- **REQUEST**: Output the records below word for word, starting at the very beginning and ending with the line that contains "<point>153,64</point>", with that line included and nothing after it.

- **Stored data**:
* Begin *

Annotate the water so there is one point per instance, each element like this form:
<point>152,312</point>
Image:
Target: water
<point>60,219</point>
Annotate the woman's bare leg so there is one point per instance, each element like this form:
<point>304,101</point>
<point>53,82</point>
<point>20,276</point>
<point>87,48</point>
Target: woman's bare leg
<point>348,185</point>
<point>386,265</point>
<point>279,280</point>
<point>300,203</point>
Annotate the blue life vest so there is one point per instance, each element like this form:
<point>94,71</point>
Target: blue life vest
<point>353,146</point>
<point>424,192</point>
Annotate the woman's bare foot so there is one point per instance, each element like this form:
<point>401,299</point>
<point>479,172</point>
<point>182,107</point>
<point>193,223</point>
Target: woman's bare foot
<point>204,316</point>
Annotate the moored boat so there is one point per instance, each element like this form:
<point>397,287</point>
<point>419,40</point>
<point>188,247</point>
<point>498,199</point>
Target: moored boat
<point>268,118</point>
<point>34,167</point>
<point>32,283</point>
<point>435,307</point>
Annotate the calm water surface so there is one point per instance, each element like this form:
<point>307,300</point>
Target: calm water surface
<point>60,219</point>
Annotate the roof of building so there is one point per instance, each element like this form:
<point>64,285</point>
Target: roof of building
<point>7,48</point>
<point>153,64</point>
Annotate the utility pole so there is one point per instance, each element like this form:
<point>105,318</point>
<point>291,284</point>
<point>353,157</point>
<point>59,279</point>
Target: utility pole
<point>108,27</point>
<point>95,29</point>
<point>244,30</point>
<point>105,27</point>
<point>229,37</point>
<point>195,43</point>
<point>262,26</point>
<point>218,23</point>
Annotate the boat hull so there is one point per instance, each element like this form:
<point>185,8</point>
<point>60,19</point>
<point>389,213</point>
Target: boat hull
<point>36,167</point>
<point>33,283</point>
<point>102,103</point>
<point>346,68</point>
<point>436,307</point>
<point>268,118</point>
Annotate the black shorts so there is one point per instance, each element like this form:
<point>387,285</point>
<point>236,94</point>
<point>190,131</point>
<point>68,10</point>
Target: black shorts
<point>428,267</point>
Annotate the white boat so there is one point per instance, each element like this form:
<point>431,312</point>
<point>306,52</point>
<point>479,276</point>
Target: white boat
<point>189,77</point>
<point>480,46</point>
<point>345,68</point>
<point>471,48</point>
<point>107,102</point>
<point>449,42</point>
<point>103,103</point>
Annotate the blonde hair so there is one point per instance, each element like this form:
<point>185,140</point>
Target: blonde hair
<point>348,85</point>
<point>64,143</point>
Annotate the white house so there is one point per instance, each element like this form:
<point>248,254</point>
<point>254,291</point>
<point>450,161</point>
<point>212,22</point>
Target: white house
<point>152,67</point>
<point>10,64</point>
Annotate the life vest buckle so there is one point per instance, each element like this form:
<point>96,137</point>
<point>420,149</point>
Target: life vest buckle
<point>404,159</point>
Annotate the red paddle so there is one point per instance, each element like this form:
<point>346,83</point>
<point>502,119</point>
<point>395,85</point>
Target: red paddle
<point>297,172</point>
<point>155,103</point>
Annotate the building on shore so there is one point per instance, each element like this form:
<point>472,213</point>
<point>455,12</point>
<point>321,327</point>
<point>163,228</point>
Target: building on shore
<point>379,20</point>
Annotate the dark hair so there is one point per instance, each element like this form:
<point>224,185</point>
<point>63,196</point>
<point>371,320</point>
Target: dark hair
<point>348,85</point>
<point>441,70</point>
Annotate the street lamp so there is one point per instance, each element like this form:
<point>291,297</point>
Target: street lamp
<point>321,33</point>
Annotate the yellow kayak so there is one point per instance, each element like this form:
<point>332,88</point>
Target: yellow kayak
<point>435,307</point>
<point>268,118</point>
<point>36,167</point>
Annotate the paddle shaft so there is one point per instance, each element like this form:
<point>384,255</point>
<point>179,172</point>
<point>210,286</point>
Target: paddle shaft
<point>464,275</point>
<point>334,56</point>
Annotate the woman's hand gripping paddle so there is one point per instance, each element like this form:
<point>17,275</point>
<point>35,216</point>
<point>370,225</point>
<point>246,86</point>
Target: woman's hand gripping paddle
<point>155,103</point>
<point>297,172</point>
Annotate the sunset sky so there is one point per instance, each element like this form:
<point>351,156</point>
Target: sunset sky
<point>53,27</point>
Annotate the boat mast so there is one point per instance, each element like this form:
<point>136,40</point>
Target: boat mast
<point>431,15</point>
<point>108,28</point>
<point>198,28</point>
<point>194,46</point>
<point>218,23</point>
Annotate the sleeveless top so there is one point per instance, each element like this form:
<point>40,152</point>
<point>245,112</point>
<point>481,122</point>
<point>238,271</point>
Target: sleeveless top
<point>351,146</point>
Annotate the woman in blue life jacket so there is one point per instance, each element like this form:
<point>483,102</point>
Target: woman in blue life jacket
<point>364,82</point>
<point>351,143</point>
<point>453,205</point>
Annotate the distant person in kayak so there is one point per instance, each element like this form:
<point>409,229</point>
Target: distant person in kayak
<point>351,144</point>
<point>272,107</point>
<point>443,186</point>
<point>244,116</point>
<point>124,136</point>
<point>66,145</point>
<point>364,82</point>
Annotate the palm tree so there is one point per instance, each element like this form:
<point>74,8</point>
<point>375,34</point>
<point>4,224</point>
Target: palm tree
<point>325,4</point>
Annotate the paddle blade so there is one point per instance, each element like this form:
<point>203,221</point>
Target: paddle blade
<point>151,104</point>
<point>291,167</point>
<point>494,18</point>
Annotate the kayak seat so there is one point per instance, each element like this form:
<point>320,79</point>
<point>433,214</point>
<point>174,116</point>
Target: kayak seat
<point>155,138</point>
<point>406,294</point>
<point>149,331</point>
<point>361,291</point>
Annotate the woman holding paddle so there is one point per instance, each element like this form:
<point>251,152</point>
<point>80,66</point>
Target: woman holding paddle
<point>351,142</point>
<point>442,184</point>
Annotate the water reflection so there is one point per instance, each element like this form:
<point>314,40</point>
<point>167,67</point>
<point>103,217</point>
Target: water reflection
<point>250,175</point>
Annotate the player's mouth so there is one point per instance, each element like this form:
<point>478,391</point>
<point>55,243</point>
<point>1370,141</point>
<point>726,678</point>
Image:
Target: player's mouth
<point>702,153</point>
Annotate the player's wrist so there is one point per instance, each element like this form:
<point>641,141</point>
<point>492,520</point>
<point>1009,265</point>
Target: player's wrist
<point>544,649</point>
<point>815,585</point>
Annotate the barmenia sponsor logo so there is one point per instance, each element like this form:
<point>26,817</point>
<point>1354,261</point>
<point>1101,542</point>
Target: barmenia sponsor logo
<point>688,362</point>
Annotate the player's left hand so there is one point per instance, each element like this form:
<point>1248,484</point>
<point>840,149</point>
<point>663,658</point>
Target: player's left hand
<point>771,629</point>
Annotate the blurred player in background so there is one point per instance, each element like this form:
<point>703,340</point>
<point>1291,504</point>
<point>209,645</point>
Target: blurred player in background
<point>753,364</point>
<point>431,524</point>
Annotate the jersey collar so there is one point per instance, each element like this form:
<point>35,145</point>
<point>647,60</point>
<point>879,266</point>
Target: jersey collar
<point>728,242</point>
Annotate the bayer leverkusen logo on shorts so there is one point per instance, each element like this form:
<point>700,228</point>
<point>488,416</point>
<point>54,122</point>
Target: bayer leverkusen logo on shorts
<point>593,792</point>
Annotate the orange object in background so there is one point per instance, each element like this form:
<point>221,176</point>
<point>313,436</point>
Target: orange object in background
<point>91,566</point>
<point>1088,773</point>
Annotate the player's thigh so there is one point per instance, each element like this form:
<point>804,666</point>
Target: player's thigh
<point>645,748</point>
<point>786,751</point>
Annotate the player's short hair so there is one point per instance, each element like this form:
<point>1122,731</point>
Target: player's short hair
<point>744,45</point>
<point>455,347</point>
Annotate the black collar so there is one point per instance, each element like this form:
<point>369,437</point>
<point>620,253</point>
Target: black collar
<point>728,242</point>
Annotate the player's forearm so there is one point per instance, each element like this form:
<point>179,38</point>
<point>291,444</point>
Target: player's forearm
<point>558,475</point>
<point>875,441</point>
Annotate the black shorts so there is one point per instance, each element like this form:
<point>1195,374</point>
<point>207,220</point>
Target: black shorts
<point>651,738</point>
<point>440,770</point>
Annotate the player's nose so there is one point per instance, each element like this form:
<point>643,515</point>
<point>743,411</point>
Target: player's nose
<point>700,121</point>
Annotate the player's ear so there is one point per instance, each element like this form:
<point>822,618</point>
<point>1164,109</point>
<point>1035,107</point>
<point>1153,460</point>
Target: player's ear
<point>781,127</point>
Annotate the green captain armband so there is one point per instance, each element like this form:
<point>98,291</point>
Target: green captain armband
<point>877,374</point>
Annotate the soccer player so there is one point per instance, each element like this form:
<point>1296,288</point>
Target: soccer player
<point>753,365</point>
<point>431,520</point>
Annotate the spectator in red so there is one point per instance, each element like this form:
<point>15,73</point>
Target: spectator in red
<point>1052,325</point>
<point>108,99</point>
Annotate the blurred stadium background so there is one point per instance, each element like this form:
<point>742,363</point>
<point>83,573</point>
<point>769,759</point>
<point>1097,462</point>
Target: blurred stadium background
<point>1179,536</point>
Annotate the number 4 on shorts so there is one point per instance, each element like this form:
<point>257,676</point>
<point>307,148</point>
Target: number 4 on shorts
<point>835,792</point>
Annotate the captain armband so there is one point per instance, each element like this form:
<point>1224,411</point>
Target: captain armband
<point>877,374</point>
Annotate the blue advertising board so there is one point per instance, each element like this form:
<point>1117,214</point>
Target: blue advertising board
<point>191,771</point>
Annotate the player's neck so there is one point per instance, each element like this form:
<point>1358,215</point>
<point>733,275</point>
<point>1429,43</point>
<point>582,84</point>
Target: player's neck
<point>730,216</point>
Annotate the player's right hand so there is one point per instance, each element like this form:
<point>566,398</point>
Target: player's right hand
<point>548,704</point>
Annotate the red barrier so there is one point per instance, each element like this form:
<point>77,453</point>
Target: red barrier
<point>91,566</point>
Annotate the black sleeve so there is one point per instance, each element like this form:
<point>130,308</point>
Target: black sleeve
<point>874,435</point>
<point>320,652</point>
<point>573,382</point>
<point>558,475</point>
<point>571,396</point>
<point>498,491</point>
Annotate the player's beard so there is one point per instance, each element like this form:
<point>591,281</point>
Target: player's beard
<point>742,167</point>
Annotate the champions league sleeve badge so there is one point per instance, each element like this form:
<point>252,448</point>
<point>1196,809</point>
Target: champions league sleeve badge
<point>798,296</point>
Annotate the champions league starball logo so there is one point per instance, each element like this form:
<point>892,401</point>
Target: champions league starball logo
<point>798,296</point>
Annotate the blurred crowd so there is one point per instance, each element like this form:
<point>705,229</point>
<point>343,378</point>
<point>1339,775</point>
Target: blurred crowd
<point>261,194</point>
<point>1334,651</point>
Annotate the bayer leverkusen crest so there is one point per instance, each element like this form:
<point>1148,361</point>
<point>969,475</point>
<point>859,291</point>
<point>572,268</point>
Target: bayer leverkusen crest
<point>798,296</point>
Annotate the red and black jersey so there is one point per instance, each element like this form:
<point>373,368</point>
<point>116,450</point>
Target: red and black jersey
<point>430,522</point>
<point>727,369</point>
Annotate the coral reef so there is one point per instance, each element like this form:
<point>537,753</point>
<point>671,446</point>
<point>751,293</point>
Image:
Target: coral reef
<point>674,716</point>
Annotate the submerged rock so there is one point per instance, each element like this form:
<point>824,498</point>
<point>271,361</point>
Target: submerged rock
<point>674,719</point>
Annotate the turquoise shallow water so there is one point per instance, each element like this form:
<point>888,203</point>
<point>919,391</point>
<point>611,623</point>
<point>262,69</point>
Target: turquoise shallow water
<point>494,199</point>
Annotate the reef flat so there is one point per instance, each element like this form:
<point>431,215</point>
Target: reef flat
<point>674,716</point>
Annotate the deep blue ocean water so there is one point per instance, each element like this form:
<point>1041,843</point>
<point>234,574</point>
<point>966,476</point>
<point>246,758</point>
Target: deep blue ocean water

* End *

- **RIGHT ANSWER**:
Annotate the water so there is one point per instance, each element like this form:
<point>152,312</point>
Image:
Target: water
<point>60,219</point>
Annotate the woman's bare leg so there is one point per instance, each element like this form:
<point>304,101</point>
<point>53,82</point>
<point>20,276</point>
<point>87,48</point>
Target: woman's bare leg
<point>348,185</point>
<point>386,265</point>
<point>279,280</point>
<point>300,203</point>
Annotate the blue life vest so there is one point per instance, each element like this form:
<point>94,71</point>
Target: blue life vest
<point>353,146</point>
<point>424,192</point>
Annotate the woman's bare foot so there is one point per instance, each element like this form:
<point>401,299</point>
<point>479,172</point>
<point>182,107</point>
<point>193,223</point>
Target: woman's bare foot
<point>204,316</point>
Annotate the moored boat so there is one point per instance, each element like this form:
<point>397,287</point>
<point>419,40</point>
<point>188,247</point>
<point>498,199</point>
Target: moored boat
<point>268,118</point>
<point>34,167</point>
<point>32,283</point>
<point>435,307</point>
Annotate the calm water surface so there is one point per instance, each element like this form:
<point>307,300</point>
Target: calm water surface
<point>60,219</point>
Annotate the roof of building so there is one point per instance, each element like this form:
<point>64,285</point>
Target: roof of building
<point>7,48</point>
<point>153,64</point>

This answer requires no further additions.